◆ TASK BRIEF: If you see a picture in the data below, omit it and copy the rest exactly.

Referring expression pointing data:
***
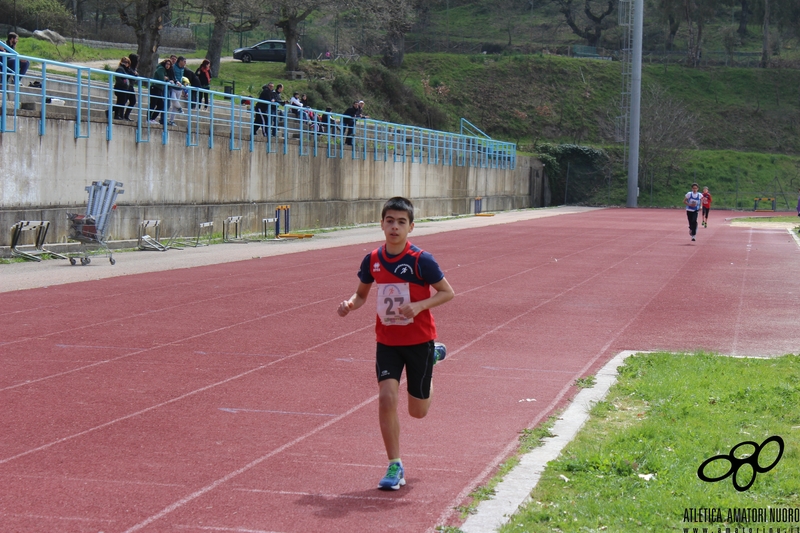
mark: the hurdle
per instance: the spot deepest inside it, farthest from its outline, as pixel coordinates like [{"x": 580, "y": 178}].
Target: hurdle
[
  {"x": 286, "y": 210},
  {"x": 41, "y": 227},
  {"x": 234, "y": 221},
  {"x": 479, "y": 208},
  {"x": 203, "y": 226},
  {"x": 146, "y": 242},
  {"x": 267, "y": 223},
  {"x": 765, "y": 199}
]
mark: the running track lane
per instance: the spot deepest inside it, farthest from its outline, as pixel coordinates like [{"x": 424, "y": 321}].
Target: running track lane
[{"x": 232, "y": 398}]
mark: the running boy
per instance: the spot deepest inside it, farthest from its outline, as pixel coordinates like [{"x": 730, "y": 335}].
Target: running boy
[
  {"x": 692, "y": 200},
  {"x": 404, "y": 325},
  {"x": 706, "y": 206}
]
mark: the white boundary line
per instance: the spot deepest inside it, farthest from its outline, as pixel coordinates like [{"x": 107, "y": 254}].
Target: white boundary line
[{"x": 515, "y": 489}]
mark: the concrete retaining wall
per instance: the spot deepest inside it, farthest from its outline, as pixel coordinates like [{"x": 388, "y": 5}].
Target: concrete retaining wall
[{"x": 43, "y": 178}]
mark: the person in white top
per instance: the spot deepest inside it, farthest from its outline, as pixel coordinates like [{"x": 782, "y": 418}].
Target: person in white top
[{"x": 693, "y": 201}]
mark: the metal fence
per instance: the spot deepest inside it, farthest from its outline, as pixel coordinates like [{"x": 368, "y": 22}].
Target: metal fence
[{"x": 89, "y": 95}]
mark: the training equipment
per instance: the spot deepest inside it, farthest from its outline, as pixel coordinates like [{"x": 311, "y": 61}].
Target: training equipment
[{"x": 91, "y": 229}]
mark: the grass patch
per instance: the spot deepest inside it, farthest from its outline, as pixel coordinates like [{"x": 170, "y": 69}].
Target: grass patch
[
  {"x": 789, "y": 220},
  {"x": 633, "y": 467},
  {"x": 529, "y": 439}
]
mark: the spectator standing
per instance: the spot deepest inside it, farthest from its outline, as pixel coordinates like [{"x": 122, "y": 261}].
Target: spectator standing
[
  {"x": 126, "y": 100},
  {"x": 11, "y": 62},
  {"x": 706, "y": 206},
  {"x": 266, "y": 97},
  {"x": 178, "y": 66},
  {"x": 134, "y": 63},
  {"x": 349, "y": 123},
  {"x": 158, "y": 98},
  {"x": 295, "y": 101},
  {"x": 204, "y": 75},
  {"x": 275, "y": 112},
  {"x": 692, "y": 201},
  {"x": 798, "y": 202},
  {"x": 192, "y": 81}
]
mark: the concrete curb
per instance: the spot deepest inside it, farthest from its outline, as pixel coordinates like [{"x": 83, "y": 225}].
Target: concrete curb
[{"x": 514, "y": 491}]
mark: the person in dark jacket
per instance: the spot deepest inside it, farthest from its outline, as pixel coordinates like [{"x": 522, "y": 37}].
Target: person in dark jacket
[
  {"x": 134, "y": 63},
  {"x": 194, "y": 81},
  {"x": 126, "y": 100},
  {"x": 204, "y": 74},
  {"x": 349, "y": 122},
  {"x": 158, "y": 101},
  {"x": 265, "y": 98}
]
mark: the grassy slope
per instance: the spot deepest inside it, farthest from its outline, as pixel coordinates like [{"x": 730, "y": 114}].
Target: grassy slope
[{"x": 750, "y": 116}]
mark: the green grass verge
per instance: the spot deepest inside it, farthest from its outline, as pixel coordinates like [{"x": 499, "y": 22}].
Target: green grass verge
[{"x": 663, "y": 418}]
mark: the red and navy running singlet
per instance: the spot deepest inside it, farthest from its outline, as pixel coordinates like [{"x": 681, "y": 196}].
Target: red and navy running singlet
[{"x": 419, "y": 270}]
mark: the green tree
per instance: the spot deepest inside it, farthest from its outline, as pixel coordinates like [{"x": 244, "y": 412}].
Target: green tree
[
  {"x": 146, "y": 18},
  {"x": 593, "y": 21},
  {"x": 288, "y": 14}
]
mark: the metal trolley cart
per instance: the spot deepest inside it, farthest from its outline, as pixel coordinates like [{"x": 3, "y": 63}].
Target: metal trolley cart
[{"x": 91, "y": 229}]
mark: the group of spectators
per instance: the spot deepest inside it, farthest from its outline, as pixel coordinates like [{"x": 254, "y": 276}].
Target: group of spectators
[
  {"x": 11, "y": 62},
  {"x": 267, "y": 113},
  {"x": 165, "y": 101}
]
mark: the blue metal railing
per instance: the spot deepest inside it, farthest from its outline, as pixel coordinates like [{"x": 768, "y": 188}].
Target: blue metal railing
[{"x": 90, "y": 93}]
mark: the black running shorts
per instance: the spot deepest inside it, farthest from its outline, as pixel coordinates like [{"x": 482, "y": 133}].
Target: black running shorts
[{"x": 417, "y": 360}]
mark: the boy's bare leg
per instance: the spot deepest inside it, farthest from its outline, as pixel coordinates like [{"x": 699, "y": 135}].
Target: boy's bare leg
[{"x": 387, "y": 415}]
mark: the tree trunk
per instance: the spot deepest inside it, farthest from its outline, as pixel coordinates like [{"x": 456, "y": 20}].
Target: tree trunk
[
  {"x": 394, "y": 50},
  {"x": 146, "y": 23},
  {"x": 221, "y": 11},
  {"x": 745, "y": 16},
  {"x": 291, "y": 35},
  {"x": 674, "y": 25},
  {"x": 765, "y": 41}
]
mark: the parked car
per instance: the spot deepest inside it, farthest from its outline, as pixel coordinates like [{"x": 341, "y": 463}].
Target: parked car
[{"x": 272, "y": 50}]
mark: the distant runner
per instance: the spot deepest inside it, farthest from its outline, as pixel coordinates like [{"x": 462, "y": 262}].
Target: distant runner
[
  {"x": 706, "y": 206},
  {"x": 692, "y": 200}
]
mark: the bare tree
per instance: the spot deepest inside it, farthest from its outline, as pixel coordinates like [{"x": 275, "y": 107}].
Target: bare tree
[
  {"x": 145, "y": 17},
  {"x": 391, "y": 19},
  {"x": 222, "y": 10},
  {"x": 288, "y": 14},
  {"x": 594, "y": 24}
]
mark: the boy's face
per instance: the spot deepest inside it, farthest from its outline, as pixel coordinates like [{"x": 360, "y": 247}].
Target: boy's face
[{"x": 396, "y": 227}]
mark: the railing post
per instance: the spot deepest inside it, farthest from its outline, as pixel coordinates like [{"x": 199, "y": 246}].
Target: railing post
[{"x": 43, "y": 103}]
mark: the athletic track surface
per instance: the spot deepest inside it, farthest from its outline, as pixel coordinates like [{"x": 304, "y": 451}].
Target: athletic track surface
[{"x": 232, "y": 398}]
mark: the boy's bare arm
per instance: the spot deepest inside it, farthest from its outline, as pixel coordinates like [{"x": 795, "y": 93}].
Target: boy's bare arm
[
  {"x": 356, "y": 300},
  {"x": 444, "y": 293}
]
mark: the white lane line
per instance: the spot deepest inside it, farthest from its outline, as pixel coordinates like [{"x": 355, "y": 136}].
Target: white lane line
[
  {"x": 332, "y": 496},
  {"x": 159, "y": 346},
  {"x": 235, "y": 410},
  {"x": 176, "y": 399},
  {"x": 252, "y": 464}
]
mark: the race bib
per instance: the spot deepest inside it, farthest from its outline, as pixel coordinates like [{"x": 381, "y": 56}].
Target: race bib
[{"x": 390, "y": 297}]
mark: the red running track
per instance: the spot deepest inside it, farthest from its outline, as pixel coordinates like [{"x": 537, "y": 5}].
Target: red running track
[{"x": 232, "y": 397}]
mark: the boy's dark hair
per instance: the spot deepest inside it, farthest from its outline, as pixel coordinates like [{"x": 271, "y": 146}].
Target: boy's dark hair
[{"x": 398, "y": 203}]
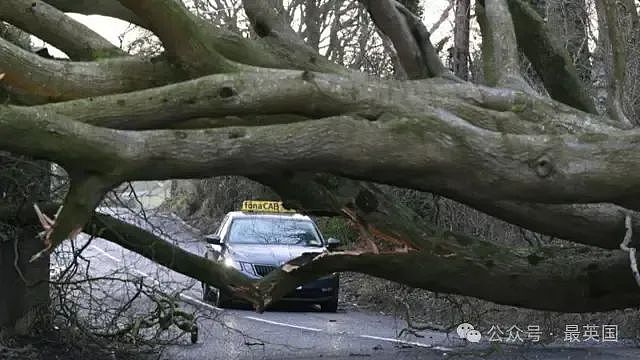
***
◆ FINISHED TASK:
mark: the hurdle
per instance: the spot deepest inside it, farthest from its outline, as pixel coordinates like [{"x": 580, "y": 178}].
Target: hurdle
[
  {"x": 286, "y": 210},
  {"x": 41, "y": 227},
  {"x": 234, "y": 221},
  {"x": 479, "y": 208},
  {"x": 203, "y": 226},
  {"x": 146, "y": 242},
  {"x": 267, "y": 223},
  {"x": 765, "y": 199}
]
mark: the running track lane
per instance: the spot deepest inside it, farthest from its outline, as pixel coordinates like [{"x": 424, "y": 321}].
Target: running track lane
[{"x": 232, "y": 398}]
mark: the running boy
per instance: the spot deepest inside it, farthest from its outline, as pixel coordinates like [{"x": 730, "y": 335}].
Target: running boy
[
  {"x": 692, "y": 200},
  {"x": 404, "y": 325},
  {"x": 706, "y": 206}
]
mark: the white boundary line
per instance: the spot deepest inside it, farthest from its outline, as pixel coordinates like [{"x": 107, "y": 254}].
Target: white boundary line
[{"x": 515, "y": 489}]
mark: the concrete retaining wall
per instance: the spot deepest inside it, farthest from its outline, as pixel coordinates like [{"x": 388, "y": 5}].
Target: concrete retaining wall
[{"x": 43, "y": 178}]
mark: the person in white top
per instance: the spot deepest inside it, farthest from its outline, as pixel coordinates like [{"x": 782, "y": 418}].
Target: person in white top
[{"x": 693, "y": 201}]
mark: the metal fence
per instance: the spot deepest inside it, farthest from its outline, as pixel coordinates like [{"x": 368, "y": 22}].
Target: metal fence
[{"x": 89, "y": 95}]
mark: the training equipment
per instance: the spot deepest inside it, farthest from its outline, as pixel coordinates like [{"x": 311, "y": 61}].
Target: training equipment
[{"x": 91, "y": 229}]
mark: the grass patch
per instance: the spot deepest inside it, farthest from its outline, as pixel coordinates like [{"x": 170, "y": 69}].
Target: grass patch
[
  {"x": 789, "y": 220},
  {"x": 633, "y": 467},
  {"x": 529, "y": 439}
]
mark: the spectator standing
per instance: the spot deepest inside it, farthest from its outline, as pixel coordinates like [{"x": 122, "y": 261}].
Target: spectator standing
[
  {"x": 126, "y": 100},
  {"x": 11, "y": 62},
  {"x": 706, "y": 206},
  {"x": 266, "y": 97},
  {"x": 178, "y": 66},
  {"x": 134, "y": 63},
  {"x": 349, "y": 123},
  {"x": 158, "y": 98},
  {"x": 295, "y": 101},
  {"x": 204, "y": 75},
  {"x": 275, "y": 112},
  {"x": 692, "y": 201},
  {"x": 798, "y": 202},
  {"x": 192, "y": 81}
]
mark: the concrete curb
per instance: the spot deepest inside it, farthest from its outline, as pixel coordinates like [{"x": 83, "y": 225}].
Target: concrete curb
[{"x": 514, "y": 491}]
mark: the person in dark jacket
per instance: the spot deepest inside it, farthest from its outline, as pixel coordinates like [{"x": 522, "y": 37}].
Target: person in dark jacket
[
  {"x": 134, "y": 63},
  {"x": 194, "y": 81},
  {"x": 126, "y": 100},
  {"x": 204, "y": 74},
  {"x": 349, "y": 122},
  {"x": 158, "y": 101},
  {"x": 265, "y": 98}
]
mark: the grassy slope
per instance: the spot deepest inside it, farthest from its outline, as pixel coordinates like [{"x": 730, "y": 114}].
Target: grassy slope
[{"x": 750, "y": 116}]
mark: the green grass verge
per instance: the spot deepest inside it, farthest from its outline, as pixel coordinates like [{"x": 499, "y": 22}].
Target: green grass verge
[{"x": 663, "y": 418}]
mark: the red and navy running singlet
per instance: the spot deepest inside it, farthest from its outline, as pixel coordinates like [{"x": 681, "y": 196}].
Target: red and navy running singlet
[{"x": 419, "y": 270}]
mark: the green tree
per instance: the spot deepest inside it, farthest from its outline, as pixel coordinates like [{"x": 244, "y": 412}].
Target: green tree
[
  {"x": 146, "y": 18},
  {"x": 593, "y": 21},
  {"x": 288, "y": 14}
]
mark: the metal trolley cart
per instance: the spot deepest inside it, farthest from its outline, as pixel coordinates like [{"x": 3, "y": 63}].
Target: metal trolley cart
[{"x": 91, "y": 229}]
mark: the group of spectators
per instance: the spot deepest inside it, farthest from its outline, as pixel coordinates like [{"x": 254, "y": 276}].
Target: group of spectators
[
  {"x": 11, "y": 62},
  {"x": 267, "y": 113},
  {"x": 165, "y": 101}
]
mark: the blue metal railing
per instance: the spot deepest inside it, farthest from its outline, as pixel coordinates like [{"x": 768, "y": 188}].
Target: blue metal railing
[{"x": 90, "y": 93}]
mark: the black running shorts
per instance: the spot deepest inside it, farthest from its outline, as pixel coordinates like [{"x": 482, "y": 133}].
Target: black running shorts
[{"x": 417, "y": 360}]
mark: the boy's bare leg
per instance: the spot deepest inside it, farthest from its outline, as pixel coordinates like [{"x": 699, "y": 135}].
Target: boy's bare leg
[{"x": 387, "y": 415}]
mark: the tree trunk
per instance: the spot deepest inside it, farthest from its outline, as pixel coordinates like [{"x": 456, "y": 20}].
Target: tree trunk
[
  {"x": 394, "y": 50},
  {"x": 146, "y": 23},
  {"x": 221, "y": 11},
  {"x": 745, "y": 16},
  {"x": 291, "y": 35},
  {"x": 674, "y": 25},
  {"x": 765, "y": 41}
]
mark: the parked car
per instance: the spot deepest inside it, farthest from its outline, as pixel coordinates like [{"x": 341, "y": 463}].
Target: parked car
[{"x": 272, "y": 50}]
mark: the distant runner
per instance: the spot deepest inside it, farthest from its outline, as pixel coordinates like [{"x": 462, "y": 262}].
Target: distant runner
[
  {"x": 706, "y": 206},
  {"x": 692, "y": 200}
]
mark: the bare tree
per instance: the spot deepest inside it, farthest from its outline, as pixel coordinates like [{"x": 275, "y": 107}].
Target: bare tree
[
  {"x": 145, "y": 17},
  {"x": 391, "y": 19},
  {"x": 222, "y": 10},
  {"x": 288, "y": 14},
  {"x": 594, "y": 24}
]
mark: the boy's face
per instance: the spot deepest inside it, farthest from its outline, as pixel coordinates like [{"x": 360, "y": 247}].
Target: boy's face
[{"x": 396, "y": 227}]
mark: the railing post
per instance: the spot deepest inside it, farthest from its outline, as pixel coordinates like [{"x": 199, "y": 246}].
Target: railing post
[{"x": 43, "y": 103}]
mark: the athletic track surface
per instance: the spot deepest inside it, farthest from its outline, as pixel coordinates like [{"x": 304, "y": 451}].
Target: athletic track surface
[{"x": 232, "y": 398}]
mark: the boy's bare arm
per instance: the spot deepest inside it, farthest from its outline, as pixel coordinates like [{"x": 795, "y": 93}].
Target: boy's bare arm
[
  {"x": 356, "y": 300},
  {"x": 444, "y": 293}
]
mark: the white lane line
per instance: the spot deepest inside it, farthest from its outline, as pixel coordinates like [{"x": 355, "y": 136}].
Target: white lane line
[
  {"x": 332, "y": 496},
  {"x": 159, "y": 346},
  {"x": 235, "y": 410},
  {"x": 176, "y": 399},
  {"x": 252, "y": 464}
]
mark: the race bib
per instance: the spot deepest inside it, farthest from its outline, as pixel coordinates like [{"x": 381, "y": 56}].
Target: race bib
[{"x": 390, "y": 297}]
mark: the red running track
per instance: the spot deepest inside it, farthest from its outline, as pixel coordinates like [{"x": 537, "y": 5}].
Target: red running track
[{"x": 232, "y": 397}]
mark: the boy's dark hair
per instance: the spot deepest inside it, farthest from its outline, as pixel coordinates like [{"x": 271, "y": 146}].
Target: boy's dark hair
[{"x": 398, "y": 203}]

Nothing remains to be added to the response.